▸ WHAT THE TASK REQUIRES
From the listing below, extract each line containing the string "every".

▸ GIVEN INFORMATION
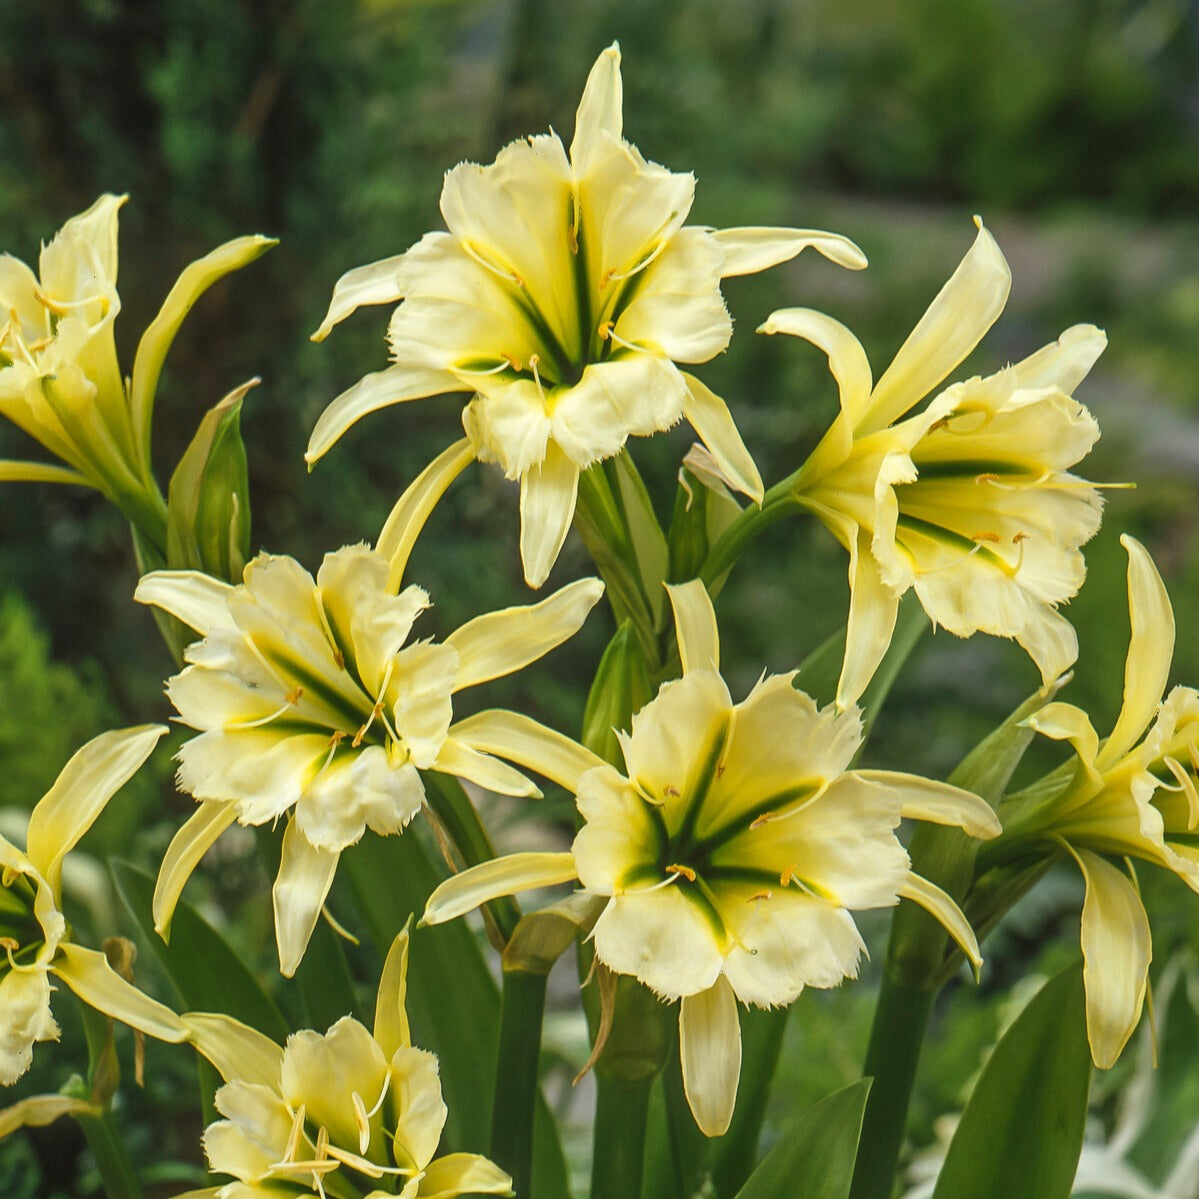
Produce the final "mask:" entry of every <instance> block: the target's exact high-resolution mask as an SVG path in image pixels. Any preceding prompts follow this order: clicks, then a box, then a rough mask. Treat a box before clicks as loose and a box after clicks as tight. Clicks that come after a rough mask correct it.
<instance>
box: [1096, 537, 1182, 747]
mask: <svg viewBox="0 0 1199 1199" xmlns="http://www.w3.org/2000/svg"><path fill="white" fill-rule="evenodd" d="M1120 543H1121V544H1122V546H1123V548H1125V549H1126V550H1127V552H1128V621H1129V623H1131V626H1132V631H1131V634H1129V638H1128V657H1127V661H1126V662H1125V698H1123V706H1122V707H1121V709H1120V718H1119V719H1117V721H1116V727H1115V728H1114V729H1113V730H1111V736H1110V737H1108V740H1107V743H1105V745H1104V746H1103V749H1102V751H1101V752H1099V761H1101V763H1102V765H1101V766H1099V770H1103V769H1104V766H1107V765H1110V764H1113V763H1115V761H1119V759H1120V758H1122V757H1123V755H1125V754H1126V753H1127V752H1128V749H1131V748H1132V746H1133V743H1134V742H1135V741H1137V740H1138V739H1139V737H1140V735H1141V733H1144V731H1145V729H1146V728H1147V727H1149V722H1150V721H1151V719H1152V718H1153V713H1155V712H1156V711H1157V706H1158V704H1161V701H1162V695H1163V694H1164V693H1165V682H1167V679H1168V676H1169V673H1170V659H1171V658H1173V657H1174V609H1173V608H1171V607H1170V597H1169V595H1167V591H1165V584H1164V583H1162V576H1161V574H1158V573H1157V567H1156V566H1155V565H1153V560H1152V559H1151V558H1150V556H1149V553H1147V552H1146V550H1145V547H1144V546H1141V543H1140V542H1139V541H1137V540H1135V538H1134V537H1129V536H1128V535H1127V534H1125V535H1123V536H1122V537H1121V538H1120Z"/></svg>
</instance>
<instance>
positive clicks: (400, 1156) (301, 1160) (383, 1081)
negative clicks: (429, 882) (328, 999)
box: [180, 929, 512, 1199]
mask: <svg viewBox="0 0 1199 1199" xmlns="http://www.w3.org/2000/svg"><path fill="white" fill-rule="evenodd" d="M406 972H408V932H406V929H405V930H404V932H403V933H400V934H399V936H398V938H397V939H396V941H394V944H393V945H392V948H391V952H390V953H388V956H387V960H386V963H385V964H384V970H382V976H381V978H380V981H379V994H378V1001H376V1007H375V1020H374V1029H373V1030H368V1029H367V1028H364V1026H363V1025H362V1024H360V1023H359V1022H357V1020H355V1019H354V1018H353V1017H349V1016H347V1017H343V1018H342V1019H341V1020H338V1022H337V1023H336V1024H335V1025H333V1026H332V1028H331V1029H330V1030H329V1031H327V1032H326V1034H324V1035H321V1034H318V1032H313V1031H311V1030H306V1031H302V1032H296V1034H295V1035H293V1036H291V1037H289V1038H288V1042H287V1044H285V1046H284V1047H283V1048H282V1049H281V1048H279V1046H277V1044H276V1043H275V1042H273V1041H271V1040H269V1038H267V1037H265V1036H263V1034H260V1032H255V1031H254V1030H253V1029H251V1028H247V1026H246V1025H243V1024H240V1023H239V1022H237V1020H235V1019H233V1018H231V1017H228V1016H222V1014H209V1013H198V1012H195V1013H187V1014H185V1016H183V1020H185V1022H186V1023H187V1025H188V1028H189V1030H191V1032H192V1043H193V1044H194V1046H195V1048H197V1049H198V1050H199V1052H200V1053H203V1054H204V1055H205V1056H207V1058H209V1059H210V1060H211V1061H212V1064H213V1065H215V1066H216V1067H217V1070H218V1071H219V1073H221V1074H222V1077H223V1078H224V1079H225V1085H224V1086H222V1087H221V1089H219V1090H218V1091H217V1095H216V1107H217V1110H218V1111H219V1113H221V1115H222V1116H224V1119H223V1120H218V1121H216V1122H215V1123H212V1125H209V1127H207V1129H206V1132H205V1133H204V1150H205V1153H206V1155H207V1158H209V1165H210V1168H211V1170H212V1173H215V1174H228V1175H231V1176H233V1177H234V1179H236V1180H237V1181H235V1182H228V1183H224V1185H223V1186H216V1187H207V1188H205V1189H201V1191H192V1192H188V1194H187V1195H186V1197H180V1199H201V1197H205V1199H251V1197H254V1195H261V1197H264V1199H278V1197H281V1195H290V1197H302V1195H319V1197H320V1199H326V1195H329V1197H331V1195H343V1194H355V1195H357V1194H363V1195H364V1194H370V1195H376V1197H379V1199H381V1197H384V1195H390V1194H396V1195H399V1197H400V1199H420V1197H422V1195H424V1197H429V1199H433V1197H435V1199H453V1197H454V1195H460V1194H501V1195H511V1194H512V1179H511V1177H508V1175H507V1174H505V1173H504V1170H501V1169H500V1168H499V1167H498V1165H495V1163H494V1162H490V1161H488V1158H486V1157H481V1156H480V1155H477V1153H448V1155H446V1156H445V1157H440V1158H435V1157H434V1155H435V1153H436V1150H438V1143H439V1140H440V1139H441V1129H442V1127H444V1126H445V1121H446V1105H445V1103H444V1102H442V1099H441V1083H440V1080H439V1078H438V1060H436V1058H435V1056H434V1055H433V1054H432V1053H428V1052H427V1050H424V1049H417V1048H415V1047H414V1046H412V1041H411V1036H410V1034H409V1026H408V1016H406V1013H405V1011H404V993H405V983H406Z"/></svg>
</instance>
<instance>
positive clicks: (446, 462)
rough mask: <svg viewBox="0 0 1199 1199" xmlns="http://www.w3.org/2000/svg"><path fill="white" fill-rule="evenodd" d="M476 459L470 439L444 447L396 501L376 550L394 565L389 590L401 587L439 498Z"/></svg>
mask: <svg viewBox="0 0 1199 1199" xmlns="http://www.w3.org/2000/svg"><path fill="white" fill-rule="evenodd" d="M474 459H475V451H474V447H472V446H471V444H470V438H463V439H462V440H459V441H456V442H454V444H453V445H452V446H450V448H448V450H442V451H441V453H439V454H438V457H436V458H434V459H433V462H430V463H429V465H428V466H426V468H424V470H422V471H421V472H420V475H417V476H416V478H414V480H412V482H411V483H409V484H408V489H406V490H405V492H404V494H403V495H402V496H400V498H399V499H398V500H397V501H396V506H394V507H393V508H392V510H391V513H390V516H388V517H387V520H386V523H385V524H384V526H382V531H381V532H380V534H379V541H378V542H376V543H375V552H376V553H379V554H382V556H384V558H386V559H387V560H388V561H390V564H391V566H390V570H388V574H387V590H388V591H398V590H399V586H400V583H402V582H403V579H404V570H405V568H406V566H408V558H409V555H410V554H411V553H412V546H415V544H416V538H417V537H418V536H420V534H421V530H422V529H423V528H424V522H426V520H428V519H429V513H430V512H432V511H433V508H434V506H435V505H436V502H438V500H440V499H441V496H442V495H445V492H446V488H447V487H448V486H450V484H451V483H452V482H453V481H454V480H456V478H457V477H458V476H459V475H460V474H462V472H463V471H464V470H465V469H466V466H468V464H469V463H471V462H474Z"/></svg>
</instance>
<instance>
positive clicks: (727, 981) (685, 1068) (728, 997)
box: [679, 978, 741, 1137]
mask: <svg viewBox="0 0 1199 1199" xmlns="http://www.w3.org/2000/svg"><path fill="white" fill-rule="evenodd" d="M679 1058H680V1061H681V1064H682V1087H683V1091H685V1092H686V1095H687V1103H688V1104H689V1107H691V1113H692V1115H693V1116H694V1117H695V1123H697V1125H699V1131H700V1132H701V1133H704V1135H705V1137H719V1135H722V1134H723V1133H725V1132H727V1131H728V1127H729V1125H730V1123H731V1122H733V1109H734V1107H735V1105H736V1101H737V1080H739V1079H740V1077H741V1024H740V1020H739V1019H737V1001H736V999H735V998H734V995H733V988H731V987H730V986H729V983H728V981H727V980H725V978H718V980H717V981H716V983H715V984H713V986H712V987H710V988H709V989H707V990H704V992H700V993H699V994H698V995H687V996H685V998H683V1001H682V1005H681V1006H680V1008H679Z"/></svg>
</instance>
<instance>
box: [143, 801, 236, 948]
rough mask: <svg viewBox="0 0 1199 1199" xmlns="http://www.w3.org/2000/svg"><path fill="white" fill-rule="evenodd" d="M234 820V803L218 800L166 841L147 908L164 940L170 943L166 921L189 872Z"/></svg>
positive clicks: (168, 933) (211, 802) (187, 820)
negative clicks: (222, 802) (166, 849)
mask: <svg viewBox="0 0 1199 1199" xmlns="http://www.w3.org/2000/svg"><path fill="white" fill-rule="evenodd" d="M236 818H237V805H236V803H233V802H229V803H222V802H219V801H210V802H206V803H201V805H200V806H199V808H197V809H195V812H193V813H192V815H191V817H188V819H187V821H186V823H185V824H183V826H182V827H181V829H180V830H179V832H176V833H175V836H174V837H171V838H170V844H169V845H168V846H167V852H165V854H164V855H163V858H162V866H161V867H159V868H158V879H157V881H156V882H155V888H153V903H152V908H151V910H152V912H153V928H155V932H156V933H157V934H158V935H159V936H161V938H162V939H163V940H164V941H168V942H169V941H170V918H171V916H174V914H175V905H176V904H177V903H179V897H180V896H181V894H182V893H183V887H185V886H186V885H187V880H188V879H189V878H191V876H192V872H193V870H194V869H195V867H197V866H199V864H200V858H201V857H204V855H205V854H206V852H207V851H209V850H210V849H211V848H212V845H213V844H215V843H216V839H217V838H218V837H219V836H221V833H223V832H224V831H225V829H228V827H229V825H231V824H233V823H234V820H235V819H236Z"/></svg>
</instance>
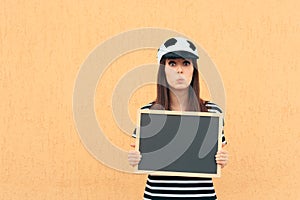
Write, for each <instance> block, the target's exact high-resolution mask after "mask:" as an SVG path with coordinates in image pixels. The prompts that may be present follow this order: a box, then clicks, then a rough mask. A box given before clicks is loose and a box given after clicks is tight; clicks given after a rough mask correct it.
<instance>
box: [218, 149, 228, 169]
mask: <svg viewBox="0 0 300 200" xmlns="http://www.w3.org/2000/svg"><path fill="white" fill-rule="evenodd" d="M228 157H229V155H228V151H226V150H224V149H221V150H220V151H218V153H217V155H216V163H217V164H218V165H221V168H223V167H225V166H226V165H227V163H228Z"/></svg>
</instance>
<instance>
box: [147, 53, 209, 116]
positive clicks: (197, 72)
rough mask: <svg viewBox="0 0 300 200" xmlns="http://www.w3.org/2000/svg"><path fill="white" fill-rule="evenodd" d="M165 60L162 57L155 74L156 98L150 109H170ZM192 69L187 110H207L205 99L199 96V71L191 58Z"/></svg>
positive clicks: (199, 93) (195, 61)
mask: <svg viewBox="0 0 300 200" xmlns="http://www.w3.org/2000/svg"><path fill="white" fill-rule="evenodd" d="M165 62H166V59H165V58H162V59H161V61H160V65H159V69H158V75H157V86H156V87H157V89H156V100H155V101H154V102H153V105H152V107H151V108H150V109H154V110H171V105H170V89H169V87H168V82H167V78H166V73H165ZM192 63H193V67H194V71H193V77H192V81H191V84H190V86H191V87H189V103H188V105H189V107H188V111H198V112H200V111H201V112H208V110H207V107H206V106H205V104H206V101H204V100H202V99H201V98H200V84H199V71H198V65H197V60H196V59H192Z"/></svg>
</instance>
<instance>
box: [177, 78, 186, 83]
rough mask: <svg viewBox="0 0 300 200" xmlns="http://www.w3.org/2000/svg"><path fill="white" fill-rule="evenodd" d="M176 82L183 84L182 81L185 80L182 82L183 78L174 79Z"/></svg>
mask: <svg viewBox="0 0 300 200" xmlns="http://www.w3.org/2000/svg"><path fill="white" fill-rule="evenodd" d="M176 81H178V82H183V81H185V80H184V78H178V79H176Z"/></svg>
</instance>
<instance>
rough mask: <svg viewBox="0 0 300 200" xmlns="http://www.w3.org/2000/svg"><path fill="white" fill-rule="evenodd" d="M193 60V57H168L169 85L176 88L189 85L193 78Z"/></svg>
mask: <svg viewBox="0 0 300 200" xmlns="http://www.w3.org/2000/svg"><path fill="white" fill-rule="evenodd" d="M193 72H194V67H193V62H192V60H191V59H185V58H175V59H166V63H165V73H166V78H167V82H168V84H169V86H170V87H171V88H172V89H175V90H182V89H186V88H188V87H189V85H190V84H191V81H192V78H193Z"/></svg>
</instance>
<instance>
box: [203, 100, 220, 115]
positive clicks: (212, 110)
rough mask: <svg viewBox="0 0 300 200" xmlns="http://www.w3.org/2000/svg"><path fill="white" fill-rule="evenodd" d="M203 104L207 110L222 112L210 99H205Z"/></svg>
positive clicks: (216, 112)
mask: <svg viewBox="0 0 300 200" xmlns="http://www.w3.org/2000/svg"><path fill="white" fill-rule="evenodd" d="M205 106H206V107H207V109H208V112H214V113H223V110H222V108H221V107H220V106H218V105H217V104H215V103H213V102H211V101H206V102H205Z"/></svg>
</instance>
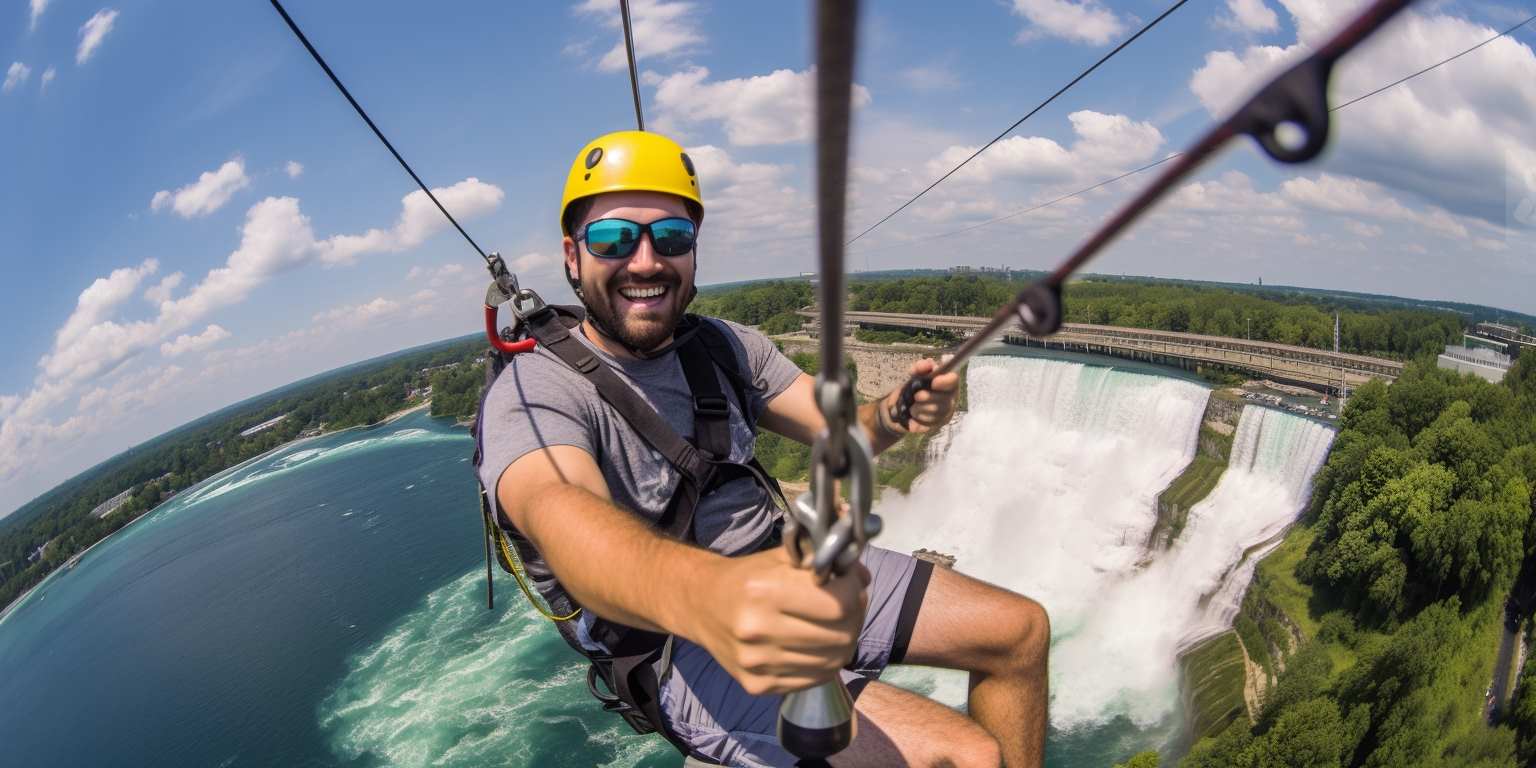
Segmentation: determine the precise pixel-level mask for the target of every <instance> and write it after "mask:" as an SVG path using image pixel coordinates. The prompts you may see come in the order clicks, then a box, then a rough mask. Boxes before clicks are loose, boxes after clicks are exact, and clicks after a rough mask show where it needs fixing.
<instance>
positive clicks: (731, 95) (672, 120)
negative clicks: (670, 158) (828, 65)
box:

▸ RESULT OF THE TASK
Produce the final "mask:" entry of every <instance> block: the target's exact high-resolution mask as an SVG path in image pixels. Any preceding prompts follow this order: clicks, then a box, then a rough mask. Treat a box before clicks as loose and a box after clicks as tight. Clicks that come after a rough mask correct it.
Segmentation: determine the precise pixel-level mask for the target of every <instance> and write it after "mask:" as an SVG path using image pixel coordinates. The prompts you may see come in the order clicks, then a box, then a rough mask. Boxes before clicks are loose, boxes after clicks are exact, and clicks after a rough mask show where it needs fixing.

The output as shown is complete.